Records of labeled points

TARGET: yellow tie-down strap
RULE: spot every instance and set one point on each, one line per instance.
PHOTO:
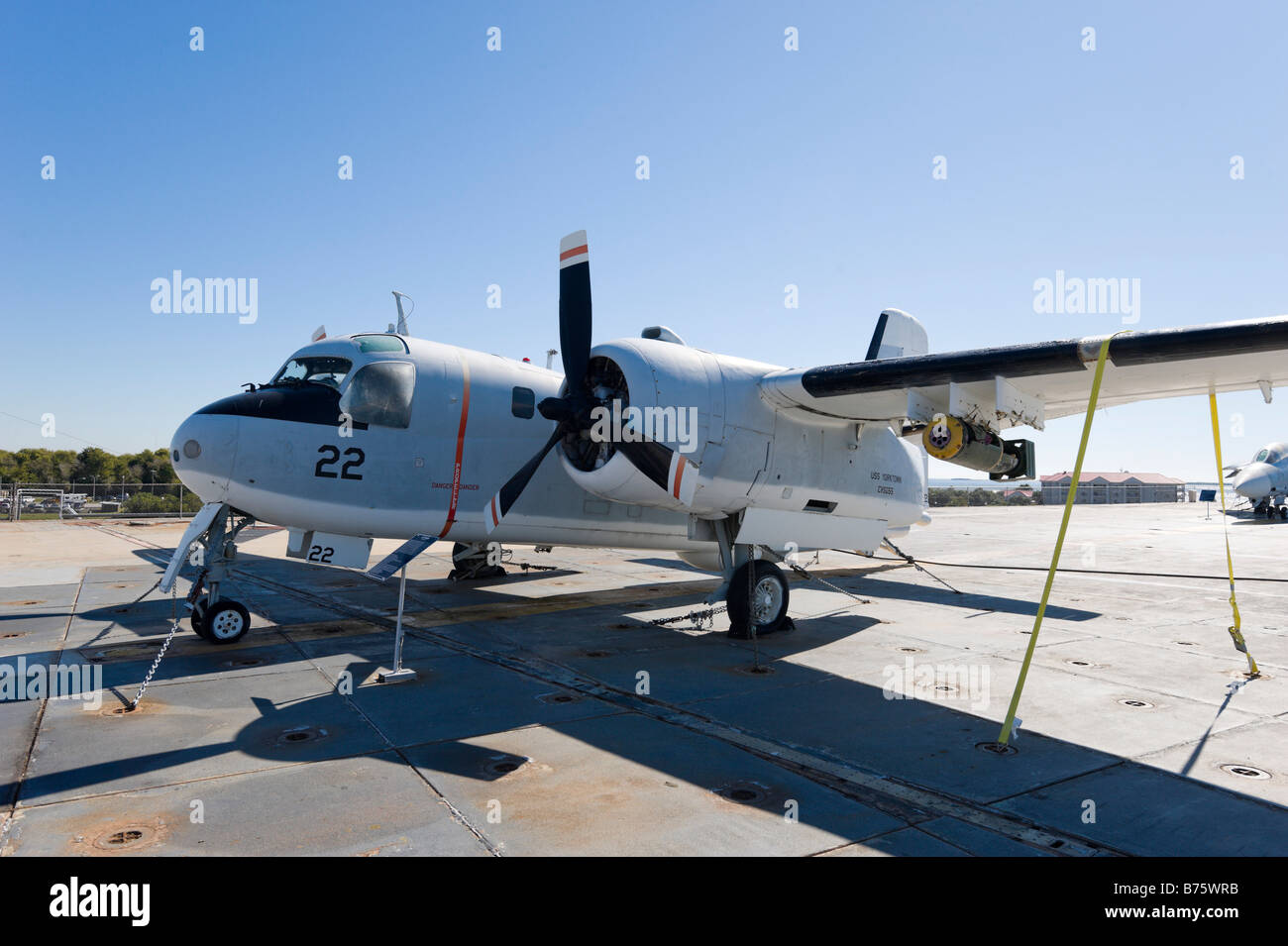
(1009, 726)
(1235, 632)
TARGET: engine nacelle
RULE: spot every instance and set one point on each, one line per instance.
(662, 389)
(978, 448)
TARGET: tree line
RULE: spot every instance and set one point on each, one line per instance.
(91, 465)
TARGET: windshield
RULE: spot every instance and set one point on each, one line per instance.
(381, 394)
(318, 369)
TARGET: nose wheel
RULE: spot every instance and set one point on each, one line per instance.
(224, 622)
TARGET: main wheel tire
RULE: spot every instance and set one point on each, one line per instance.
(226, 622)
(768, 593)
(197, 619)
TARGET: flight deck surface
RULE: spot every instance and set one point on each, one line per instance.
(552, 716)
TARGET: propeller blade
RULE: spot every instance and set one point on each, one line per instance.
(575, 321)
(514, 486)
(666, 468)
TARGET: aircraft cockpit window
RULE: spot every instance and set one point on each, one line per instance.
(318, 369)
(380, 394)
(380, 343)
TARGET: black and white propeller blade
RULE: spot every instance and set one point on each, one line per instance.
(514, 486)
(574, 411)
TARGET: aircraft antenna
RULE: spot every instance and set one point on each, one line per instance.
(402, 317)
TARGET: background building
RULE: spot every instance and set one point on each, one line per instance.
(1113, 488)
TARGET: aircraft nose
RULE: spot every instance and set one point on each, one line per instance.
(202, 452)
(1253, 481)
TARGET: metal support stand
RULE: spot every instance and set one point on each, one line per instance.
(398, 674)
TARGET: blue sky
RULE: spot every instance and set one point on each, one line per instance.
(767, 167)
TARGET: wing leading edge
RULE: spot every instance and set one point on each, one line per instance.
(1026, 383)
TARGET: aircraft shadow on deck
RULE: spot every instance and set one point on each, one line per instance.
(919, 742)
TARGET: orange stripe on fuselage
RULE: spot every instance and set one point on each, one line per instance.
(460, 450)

◆ **Given problem**
Retype the lines from the one containing "TARGET: engine nacelle" up to and including the one containing "(1253, 481)", reproducing each character for character.

◆ **Response for this exercise**
TARGET: engine nacelle
RULE: spot every instance and set one point on each, one line per instance.
(662, 389)
(978, 448)
TARGET: tree line
RULE: spot every instance and set one point on each, one line per instance.
(91, 465)
TARGET: windshield
RULE: spot every instance and set one point on each, one line per instance.
(381, 394)
(318, 369)
TARGET: nose wheel
RULE: spot every instance and set one point on each, one line per instance.
(224, 622)
TARGET: main wheel tire
RULE: spot every instance and set one point on each, one line per instance.
(226, 622)
(768, 593)
(197, 619)
TARGET: flight deck surface
RULE: spot every instance and set one point on each, one line per instance.
(552, 716)
TARGET: propeller blade
RULE: spot every instance and set one point on each, one line per instance.
(575, 321)
(514, 486)
(666, 468)
TARGET: aircraft cockpit window
RULE: spot every instance and set one point on each, one line per instance.
(318, 369)
(380, 394)
(380, 343)
TARGET: black and white propeller blade
RULE: spot every instance and set one point on each, one line per instance.
(514, 486)
(574, 411)
TARGET: aircraft antenna
RULE: spot every instance and set one point on each, one line per instance.
(402, 317)
TARGET: background building
RULE: spot every instance and set one point on each, one line per instance.
(1113, 488)
TARGET: aircraft nose
RULE: spot every instance and set one point on each, one line per instance.
(202, 452)
(1253, 481)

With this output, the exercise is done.